Text segment:

========================================

What to do now? DOS can’t read NTFS, we all know that. The trick is to get some utility that can read it in a DOS environment. I’ll leave you to find that on your own, because there are many of these utilities which have to be purchased to use (like NTFSDOS PRO for instance). This is pretty bad, but if your data is valuable (more than $300), consider this as a solution.

Another solution is to use WinPE (preinstallation Environment), which is free; the only problem is how to get it. And, it has all the utilities you need. AFAIK, it can be found in almost every service shop, so try to look for it or ask Microsoft.

Check out this page. I haven’t used WinPE, but I’d like to hear from someone who used it.

What To Do Now?

Get a backup drive. Use a drive which capacity is near the capacity of the bad-drive, or if you know how much data you need, find some drive that’ll suit you.

========================================

Given information:
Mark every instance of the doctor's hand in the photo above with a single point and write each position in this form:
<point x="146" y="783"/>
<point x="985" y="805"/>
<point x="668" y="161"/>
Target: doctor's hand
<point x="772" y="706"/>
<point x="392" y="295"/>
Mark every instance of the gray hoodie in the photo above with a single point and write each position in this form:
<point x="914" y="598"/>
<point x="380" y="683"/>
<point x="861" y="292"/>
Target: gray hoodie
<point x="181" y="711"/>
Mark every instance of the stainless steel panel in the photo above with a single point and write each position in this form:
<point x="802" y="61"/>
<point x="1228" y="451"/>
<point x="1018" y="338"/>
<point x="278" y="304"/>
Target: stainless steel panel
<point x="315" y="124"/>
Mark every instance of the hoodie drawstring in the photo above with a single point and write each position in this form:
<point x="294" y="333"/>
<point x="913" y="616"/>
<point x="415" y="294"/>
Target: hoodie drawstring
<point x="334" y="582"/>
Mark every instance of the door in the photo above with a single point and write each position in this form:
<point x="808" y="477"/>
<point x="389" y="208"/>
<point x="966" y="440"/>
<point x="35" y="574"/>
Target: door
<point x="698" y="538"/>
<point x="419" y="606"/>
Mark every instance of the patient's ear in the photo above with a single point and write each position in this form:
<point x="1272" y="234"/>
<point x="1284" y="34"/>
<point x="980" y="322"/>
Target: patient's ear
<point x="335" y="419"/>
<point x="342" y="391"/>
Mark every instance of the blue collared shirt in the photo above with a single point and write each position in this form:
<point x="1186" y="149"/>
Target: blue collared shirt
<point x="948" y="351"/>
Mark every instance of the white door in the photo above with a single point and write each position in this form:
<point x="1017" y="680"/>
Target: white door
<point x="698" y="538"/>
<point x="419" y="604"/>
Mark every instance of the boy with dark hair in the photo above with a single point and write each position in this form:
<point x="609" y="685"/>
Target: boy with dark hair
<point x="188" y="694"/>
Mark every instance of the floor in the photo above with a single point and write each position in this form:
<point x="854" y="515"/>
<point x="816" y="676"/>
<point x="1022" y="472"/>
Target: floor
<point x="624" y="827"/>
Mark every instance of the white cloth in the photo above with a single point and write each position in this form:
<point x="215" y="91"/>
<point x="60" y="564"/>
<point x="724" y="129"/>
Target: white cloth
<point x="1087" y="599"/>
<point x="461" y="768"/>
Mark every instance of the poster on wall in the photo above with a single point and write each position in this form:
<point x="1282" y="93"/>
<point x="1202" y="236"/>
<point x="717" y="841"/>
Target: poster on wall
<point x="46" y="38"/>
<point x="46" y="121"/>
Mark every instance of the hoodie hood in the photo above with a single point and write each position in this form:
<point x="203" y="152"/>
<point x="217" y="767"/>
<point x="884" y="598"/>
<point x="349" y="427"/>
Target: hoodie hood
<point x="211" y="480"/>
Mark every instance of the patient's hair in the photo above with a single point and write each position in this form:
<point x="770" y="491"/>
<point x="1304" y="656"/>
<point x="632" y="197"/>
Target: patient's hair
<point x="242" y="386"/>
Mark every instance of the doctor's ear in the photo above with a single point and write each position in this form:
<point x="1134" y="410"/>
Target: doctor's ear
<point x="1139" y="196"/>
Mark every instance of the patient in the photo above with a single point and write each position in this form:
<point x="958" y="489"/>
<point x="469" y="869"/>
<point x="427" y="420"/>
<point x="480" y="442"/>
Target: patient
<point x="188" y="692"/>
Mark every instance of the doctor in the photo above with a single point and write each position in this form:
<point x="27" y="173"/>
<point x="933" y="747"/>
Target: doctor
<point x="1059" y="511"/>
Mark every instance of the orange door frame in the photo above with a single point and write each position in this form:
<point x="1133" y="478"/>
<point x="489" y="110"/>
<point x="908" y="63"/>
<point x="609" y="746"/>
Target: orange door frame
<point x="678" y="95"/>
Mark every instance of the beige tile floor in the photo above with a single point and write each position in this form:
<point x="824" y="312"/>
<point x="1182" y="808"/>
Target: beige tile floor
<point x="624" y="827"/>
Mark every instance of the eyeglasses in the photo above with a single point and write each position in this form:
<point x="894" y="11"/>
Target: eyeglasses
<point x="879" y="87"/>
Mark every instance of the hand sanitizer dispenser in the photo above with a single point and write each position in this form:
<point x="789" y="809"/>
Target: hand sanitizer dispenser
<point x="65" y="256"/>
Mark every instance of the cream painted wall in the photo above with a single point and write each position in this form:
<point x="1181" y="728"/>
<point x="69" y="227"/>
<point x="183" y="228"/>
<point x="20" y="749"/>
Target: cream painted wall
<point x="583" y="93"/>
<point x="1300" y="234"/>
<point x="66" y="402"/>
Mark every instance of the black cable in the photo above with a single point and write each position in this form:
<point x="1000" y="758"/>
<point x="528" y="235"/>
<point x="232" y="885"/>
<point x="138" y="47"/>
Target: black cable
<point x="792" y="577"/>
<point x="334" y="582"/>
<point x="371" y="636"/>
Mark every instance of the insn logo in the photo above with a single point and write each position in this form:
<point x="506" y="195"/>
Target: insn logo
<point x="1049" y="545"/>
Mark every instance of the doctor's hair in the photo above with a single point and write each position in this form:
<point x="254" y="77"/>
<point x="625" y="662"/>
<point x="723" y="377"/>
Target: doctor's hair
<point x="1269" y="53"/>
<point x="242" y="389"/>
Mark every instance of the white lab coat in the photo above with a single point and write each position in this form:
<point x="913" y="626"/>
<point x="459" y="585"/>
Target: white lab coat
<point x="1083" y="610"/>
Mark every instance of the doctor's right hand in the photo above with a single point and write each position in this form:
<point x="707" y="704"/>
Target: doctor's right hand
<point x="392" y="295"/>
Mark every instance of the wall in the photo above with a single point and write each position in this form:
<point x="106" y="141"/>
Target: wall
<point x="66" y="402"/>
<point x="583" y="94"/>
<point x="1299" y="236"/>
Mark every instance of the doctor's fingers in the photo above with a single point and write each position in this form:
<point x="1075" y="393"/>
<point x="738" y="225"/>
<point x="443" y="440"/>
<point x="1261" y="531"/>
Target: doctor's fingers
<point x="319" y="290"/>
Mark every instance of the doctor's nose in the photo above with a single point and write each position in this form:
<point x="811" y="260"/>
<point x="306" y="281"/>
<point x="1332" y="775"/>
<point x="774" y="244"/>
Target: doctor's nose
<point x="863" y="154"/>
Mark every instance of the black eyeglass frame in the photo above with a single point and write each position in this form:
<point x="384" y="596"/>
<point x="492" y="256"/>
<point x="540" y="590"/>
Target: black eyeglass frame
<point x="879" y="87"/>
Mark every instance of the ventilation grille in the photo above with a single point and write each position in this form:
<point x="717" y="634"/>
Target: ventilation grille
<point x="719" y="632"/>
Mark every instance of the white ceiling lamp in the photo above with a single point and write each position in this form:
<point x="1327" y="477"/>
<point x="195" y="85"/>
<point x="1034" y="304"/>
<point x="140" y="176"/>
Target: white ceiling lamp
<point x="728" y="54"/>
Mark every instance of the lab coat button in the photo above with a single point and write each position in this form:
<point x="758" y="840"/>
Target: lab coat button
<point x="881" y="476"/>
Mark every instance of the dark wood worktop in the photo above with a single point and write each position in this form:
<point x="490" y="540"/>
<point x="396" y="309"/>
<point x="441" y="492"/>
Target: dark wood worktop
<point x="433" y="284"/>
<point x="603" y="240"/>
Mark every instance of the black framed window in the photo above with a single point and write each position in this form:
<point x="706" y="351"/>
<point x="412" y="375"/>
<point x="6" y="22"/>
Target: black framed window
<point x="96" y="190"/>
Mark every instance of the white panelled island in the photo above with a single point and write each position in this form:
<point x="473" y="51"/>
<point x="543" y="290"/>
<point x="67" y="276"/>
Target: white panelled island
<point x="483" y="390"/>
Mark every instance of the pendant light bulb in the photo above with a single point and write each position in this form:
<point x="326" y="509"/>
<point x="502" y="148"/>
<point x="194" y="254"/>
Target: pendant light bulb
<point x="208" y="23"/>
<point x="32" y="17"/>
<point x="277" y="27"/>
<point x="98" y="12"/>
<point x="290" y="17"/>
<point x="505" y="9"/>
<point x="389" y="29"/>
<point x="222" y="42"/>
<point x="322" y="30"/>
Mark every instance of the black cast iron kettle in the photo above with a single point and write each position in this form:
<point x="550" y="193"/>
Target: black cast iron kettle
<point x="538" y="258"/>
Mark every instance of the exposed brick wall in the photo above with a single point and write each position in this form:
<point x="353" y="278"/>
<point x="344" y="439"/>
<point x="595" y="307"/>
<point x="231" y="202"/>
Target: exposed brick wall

========================================

What this exercise asks:
1) Answer these questions from the NTFS recovery text.
(a) Which paid utility is given as an example?
(b) What does WinPE cost?
(c) How large should the backup drive be?
2) Turn the paragraph of the NTFS recovery text that begins "Another solution is to use WinPE" into a short list that keeps its main facts.
3) Carry on the NTFS recovery text from the point where it stops.
The entries have nothing to do with the NTFS recovery text.

Answers to the exercises:
1)
(a) NTFSDOS PRO.
(b) It is free.
(c) Its capacity should be near that of the bad drive, or it should suit the amount of data you need.

2)
- WinPE (Preinstallation Environment) is another solution.
- It is free and has all the utilities you need.
- The only problem is getting it.
- As far as the writer knows, almost every service shop has it, so look for it or ask Microsoft.

3)
With the utility you own, run a checkup (something like CHKDSK) on the drive (don’t mount partitions yet!).

Be patient, very patient!

It’d be clever to put the bad-disk on some machine that won’t be in use by someone, and leave it do its job. This process is very long and depends how much data you want to get out – for me it was about 15 hours to check and repair 3 partitions.

After the drive has been scanned, repaired and so, just mount the partitions and copy the data on your backup drive.

How To Use NTFSDOS PRO? (A Guide)

First, get a bootable diskette (Win98 startup for instance). Make a NTFSDOS PRO diskettes and boot from a floppy with the Win98 boot diskette. Put the second NTFSDOS diskette and run NTFSCHK /A (or something like that, try NTFSCHK *). It will test all the partitions on all drives connected to controllers.

This process will last very long, so leave the computer on as long as it takes. After you’ve checked those partitions (NTFSCHK will try to repair them during the process), use NTFSPRO from the first diskette to mount those drives.

Now, it would be wise to have the backup-drive attached to the controller. NTFSDOS will mount volumes and you could access your data.

I suggest that you disconnect all the other drives after you created those diskettes, just leave the bad-drive and a backup-drive.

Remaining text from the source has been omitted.